Set down every line of the records that follow, word for word and without any change.
-- BEGIN Provided entries --
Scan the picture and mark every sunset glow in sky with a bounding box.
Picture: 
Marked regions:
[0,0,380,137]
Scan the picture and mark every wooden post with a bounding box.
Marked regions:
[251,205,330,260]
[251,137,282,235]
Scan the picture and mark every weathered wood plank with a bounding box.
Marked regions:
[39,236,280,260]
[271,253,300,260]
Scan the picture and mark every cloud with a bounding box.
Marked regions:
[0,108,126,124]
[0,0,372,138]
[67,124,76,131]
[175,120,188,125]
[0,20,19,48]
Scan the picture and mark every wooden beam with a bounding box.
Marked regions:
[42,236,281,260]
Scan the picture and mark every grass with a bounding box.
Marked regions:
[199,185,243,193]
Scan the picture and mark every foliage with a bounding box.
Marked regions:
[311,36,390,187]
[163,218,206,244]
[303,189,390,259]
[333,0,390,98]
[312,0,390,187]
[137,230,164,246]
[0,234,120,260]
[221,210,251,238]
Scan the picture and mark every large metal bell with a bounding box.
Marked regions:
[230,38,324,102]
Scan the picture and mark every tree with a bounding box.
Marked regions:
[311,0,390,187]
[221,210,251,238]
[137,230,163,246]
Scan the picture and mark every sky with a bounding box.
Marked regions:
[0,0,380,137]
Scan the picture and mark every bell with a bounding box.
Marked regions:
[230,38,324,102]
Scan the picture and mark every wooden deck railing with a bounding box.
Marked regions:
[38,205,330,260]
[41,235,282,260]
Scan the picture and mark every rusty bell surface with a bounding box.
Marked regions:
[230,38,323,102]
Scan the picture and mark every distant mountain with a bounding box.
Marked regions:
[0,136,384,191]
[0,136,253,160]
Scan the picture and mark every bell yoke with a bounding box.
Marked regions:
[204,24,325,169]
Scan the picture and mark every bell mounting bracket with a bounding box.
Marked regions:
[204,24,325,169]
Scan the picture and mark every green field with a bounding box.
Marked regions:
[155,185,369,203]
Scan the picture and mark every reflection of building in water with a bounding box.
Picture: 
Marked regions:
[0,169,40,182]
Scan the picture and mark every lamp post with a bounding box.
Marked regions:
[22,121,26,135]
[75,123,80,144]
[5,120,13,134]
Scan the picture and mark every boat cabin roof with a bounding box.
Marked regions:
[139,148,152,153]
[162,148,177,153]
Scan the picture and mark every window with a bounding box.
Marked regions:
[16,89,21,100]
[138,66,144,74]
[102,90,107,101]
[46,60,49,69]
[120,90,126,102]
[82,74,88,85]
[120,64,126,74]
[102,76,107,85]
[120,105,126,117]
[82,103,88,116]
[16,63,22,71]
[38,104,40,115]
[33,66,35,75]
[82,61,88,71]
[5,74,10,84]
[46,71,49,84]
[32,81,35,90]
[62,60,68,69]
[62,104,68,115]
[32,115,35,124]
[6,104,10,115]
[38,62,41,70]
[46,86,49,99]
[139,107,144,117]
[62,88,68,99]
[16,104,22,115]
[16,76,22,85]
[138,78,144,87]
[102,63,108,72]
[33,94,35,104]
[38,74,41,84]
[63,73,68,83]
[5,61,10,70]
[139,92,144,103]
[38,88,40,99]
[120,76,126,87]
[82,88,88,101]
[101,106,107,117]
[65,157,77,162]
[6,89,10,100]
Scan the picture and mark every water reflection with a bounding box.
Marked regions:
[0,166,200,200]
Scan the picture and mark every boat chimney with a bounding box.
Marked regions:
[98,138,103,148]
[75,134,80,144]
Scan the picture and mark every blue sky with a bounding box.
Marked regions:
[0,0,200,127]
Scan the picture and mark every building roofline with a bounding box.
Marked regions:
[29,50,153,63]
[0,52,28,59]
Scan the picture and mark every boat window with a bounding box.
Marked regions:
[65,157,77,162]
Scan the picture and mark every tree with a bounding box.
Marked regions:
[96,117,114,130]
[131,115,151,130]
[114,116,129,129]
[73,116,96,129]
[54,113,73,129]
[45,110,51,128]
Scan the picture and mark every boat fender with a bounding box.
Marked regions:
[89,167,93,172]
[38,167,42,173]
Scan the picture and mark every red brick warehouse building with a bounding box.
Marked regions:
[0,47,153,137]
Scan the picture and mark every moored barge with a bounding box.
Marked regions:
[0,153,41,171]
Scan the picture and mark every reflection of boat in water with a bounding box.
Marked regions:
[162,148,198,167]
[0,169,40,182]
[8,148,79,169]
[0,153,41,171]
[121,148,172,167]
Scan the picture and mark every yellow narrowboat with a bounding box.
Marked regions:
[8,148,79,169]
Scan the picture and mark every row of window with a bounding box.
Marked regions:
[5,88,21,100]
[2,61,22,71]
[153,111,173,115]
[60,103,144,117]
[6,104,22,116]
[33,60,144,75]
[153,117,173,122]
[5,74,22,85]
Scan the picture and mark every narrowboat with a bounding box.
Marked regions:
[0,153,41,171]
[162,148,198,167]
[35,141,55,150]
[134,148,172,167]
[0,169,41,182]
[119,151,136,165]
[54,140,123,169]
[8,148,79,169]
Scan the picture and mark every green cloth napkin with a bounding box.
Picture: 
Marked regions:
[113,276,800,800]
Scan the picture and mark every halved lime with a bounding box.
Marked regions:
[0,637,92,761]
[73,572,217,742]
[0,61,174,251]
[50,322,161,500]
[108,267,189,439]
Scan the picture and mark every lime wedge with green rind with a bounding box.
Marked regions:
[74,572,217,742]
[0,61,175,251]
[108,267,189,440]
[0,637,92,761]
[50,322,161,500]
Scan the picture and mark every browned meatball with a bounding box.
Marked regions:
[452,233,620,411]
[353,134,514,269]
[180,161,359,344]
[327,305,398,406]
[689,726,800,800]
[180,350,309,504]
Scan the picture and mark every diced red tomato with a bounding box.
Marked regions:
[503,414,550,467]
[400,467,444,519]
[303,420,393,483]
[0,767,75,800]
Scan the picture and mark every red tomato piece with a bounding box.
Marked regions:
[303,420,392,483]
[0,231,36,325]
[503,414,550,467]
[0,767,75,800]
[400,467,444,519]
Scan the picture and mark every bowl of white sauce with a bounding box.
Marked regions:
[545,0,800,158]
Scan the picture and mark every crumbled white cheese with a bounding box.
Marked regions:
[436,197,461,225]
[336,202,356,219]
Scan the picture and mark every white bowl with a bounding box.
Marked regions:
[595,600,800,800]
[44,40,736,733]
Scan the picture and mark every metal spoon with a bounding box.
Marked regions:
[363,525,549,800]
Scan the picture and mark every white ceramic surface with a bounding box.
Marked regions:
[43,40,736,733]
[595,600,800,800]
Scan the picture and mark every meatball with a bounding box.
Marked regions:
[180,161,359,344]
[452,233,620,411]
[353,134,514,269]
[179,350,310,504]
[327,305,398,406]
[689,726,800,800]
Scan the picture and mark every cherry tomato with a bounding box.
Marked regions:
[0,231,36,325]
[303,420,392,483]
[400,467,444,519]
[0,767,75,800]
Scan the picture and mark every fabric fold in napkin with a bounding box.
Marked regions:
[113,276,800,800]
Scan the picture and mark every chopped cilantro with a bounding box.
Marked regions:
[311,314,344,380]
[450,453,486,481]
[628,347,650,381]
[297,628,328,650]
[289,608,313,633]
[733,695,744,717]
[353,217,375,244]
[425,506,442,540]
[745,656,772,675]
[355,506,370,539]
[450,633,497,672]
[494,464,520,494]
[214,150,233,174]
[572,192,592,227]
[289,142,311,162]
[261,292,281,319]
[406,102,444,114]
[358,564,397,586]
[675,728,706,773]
-- END Provided entries --
- **Worked answer**:
Scan the picture and mark every sunset glow in sky with a bounding box.
Picture: 
Marked regions:
[0,0,380,137]
Scan the picture and mark every wooden post with a bounding box.
Marked regions:
[251,205,330,260]
[251,137,282,235]
Scan the picture and mark every weathered wood plank with a bounding box.
Marked regions:
[39,236,280,260]
[271,253,300,260]
Scan the picture and mark every cloud with a bounding box.
Marked regions:
[0,108,126,124]
[0,0,372,138]
[67,124,76,131]
[175,120,188,125]
[0,20,19,48]
Scan the picture and mark every wooden beam with a bounding box.
Marked regions:
[42,236,281,260]
Scan the picture and mark every grass with a bounding box.
Marked regions:
[199,185,243,193]
Scan the picture and mark every foliage with a bounding box.
Marked regions:
[311,36,390,187]
[163,218,206,244]
[303,189,390,259]
[333,0,390,98]
[312,0,390,187]
[137,230,164,246]
[0,234,120,260]
[221,210,251,238]
Scan the picture and mark every large metal bell with a bounding box.
Marked regions:
[230,38,324,102]
Scan the picture and mark every tree with a bounding box.
Marked regions:
[311,0,390,187]
[221,210,251,238]
[137,230,163,246]
Scan the picture and mark every sky with a bounding box.
Marked regions:
[0,0,380,137]
Scan the picture and mark every bell with a bounding box.
Marked regions:
[230,38,324,102]
Scan the picture and mark every wooden deck railing with a bounding box.
Marked regions:
[38,205,330,260]
[41,235,282,260]
Scan the picture and mark every rusty bell surface with a bounding box.
Marked regions:
[230,38,323,102]
Scan the picture and mark every distant mountain with a bounding box.
Marked regions:
[0,136,384,191]
[0,136,253,160]
Scan the picture and mark every bell yoke with a bounding box.
Marked regions:
[204,24,325,169]
Scan the picture and mark every bell mounting bracket with a bounding box.
Marked regions:
[204,24,325,169]
Scan the picture and mark every green field with a bounding box.
Marked regions:
[155,185,369,203]
Scan the picture and mark every reflection of building in water with a bounding box.
Picture: 
Marked regions:
[0,169,40,182]
Scan the picture and mark every lamp post with a bounding box.
Marked regions:
[22,121,26,135]
[75,123,80,144]
[5,120,13,134]
Scan the picture and mark every boat cabin roof with a bounding box.
Marked regions:
[139,148,152,153]
[162,148,177,153]
Scan the picture and mark every window with a bounding box.
Marked regions:
[16,89,21,100]
[138,66,144,74]
[102,90,107,101]
[46,60,49,69]
[120,90,126,102]
[82,74,88,85]
[120,64,126,74]
[102,76,107,85]
[120,105,126,117]
[82,103,88,116]
[16,63,22,71]
[38,104,40,115]
[33,66,35,75]
[82,61,88,71]
[5,74,10,84]
[46,71,49,84]
[32,81,35,90]
[62,60,68,69]
[62,104,68,115]
[32,115,35,124]
[6,104,10,115]
[38,62,41,70]
[46,86,49,99]
[139,107,144,117]
[62,88,68,99]
[16,104,22,115]
[16,76,22,85]
[138,78,144,87]
[102,63,108,72]
[33,94,35,104]
[38,74,41,84]
[63,73,68,83]
[5,61,10,70]
[139,92,144,103]
[38,88,40,99]
[120,76,126,87]
[82,88,88,101]
[101,106,107,117]
[65,157,77,162]
[6,89,10,100]
Scan the picture and mark every water reflection with a bounding box.
Marked regions:
[0,166,200,200]
Scan the picture and mark every boat chimney with a bounding box.
Marked regions:
[98,138,103,148]
[75,134,80,144]
Scan the picture and mark every blue sky with a bounding box.
Marked regions:
[0,0,200,127]
Scan the picture and mark every building roofline with a bounding box.
Marked regions:
[29,50,153,63]
[0,52,28,59]
Scan the picture and mark every boat window with a bounding box.
Marked regions:
[65,157,77,162]
Scan the picture and mark every tree with a bounding box.
Marked regions:
[96,117,114,130]
[131,115,151,130]
[114,116,129,129]
[73,116,96,129]
[54,113,73,129]
[45,110,51,128]
Scan the picture and mark every boat fender with a bounding box.
Marked regions:
[89,167,93,172]
[38,167,42,173]
Scan the picture and mark every red brick warehouse building with a bounding box.
Marked regions:
[0,47,153,137]
Scan the picture and mark every moored barge with a bounding box.
Marked regions:
[0,153,41,171]
Scan the picture and mark every reflection of boat in water with a bounding box.
Marked regions:
[162,148,198,167]
[0,169,40,182]
[8,148,79,169]
[0,153,41,171]
[121,148,172,167]
Scan the picture and mark every yellow narrowboat with a bounding box.
Marked regions:
[8,148,79,169]
Scan the picture and mark every row of window with a bounding box.
Marked regions:
[5,88,21,100]
[2,61,22,71]
[153,111,173,115]
[60,103,144,117]
[6,104,22,116]
[33,60,144,75]
[153,117,173,122]
[5,74,22,85]
Scan the picture and mark every narrowboat with a bounding box.
Marked regions:
[0,153,41,171]
[162,148,198,167]
[35,141,55,150]
[134,148,172,167]
[0,169,41,182]
[119,151,136,165]
[54,140,123,169]
[8,148,79,169]
Scan the picture and mark every green cloth napkin with a bounding box.
Picture: 
Marked regions:
[113,276,800,800]
Scan the picture and mark every halved lime with a bounding box.
Marked regions:
[0,637,92,761]
[73,572,217,742]
[0,61,174,251]
[50,322,161,500]
[108,267,189,439]
Scan the picture and mark every lime wedge with green rind with a bounding box.
Marked regions:
[74,572,217,742]
[0,61,175,251]
[108,267,189,440]
[0,637,92,761]
[50,322,161,500]
Scan the picture and mark every browned meatball with a bounding box.
Marked regions:
[452,233,620,411]
[353,134,514,269]
[180,161,359,344]
[327,305,398,406]
[689,726,800,800]
[180,350,309,504]
Scan the picture and mark every diced red tomato with a bounding box.
Marked regions:
[503,414,550,467]
[400,467,444,519]
[303,420,393,483]
[0,767,75,800]
Scan the picture and mark every red tomato piece with a bounding box.
Marked regions:
[303,420,392,483]
[0,231,36,325]
[503,414,550,467]
[0,767,75,800]
[400,467,444,519]
Scan the picture and mark every bowl of white sauce with a bounding box.
Marked regions:
[545,0,800,158]
Scan the picture and mark every crumbled white cheese with a bounding box.
Marked regions:
[436,197,461,225]
[336,202,356,219]
Scan the picture and mark every white bowl with a bounding box.
Marked regions:
[595,600,800,800]
[44,40,736,733]
Scan the picture and mark every metal spoon with a bounding box.
Marked regions:
[363,525,549,800]
Scan the picture and mark every white ceramic surface with a bounding box.
Marked regions:
[43,40,736,733]
[595,600,800,800]
Scan the picture and mark every meatball with a bounding box.
Marked regions:
[180,161,359,344]
[452,233,620,411]
[353,134,514,269]
[179,350,310,504]
[327,305,398,406]
[689,726,800,800]
Scan the picture and mark every cherry tomato with a bounding box.
Marked regions:
[0,231,36,325]
[303,420,392,483]
[400,467,444,519]
[0,767,75,800]
Scan the picture and mark every fabric fold in napkin with a bounding box.
Marked regions:
[113,276,800,800]
Scan the picture and mark every chopped cilantro with a bounding box.
Marked regions:
[311,314,344,380]
[450,453,486,481]
[628,347,650,381]
[297,628,328,650]
[289,608,313,633]
[733,695,744,717]
[353,217,375,244]
[425,506,442,540]
[745,656,772,675]
[355,506,370,539]
[450,633,497,672]
[494,464,520,494]
[214,150,233,174]
[572,192,592,227]
[289,142,311,162]
[261,292,281,319]
[406,102,444,114]
[358,564,397,586]
[675,728,706,773]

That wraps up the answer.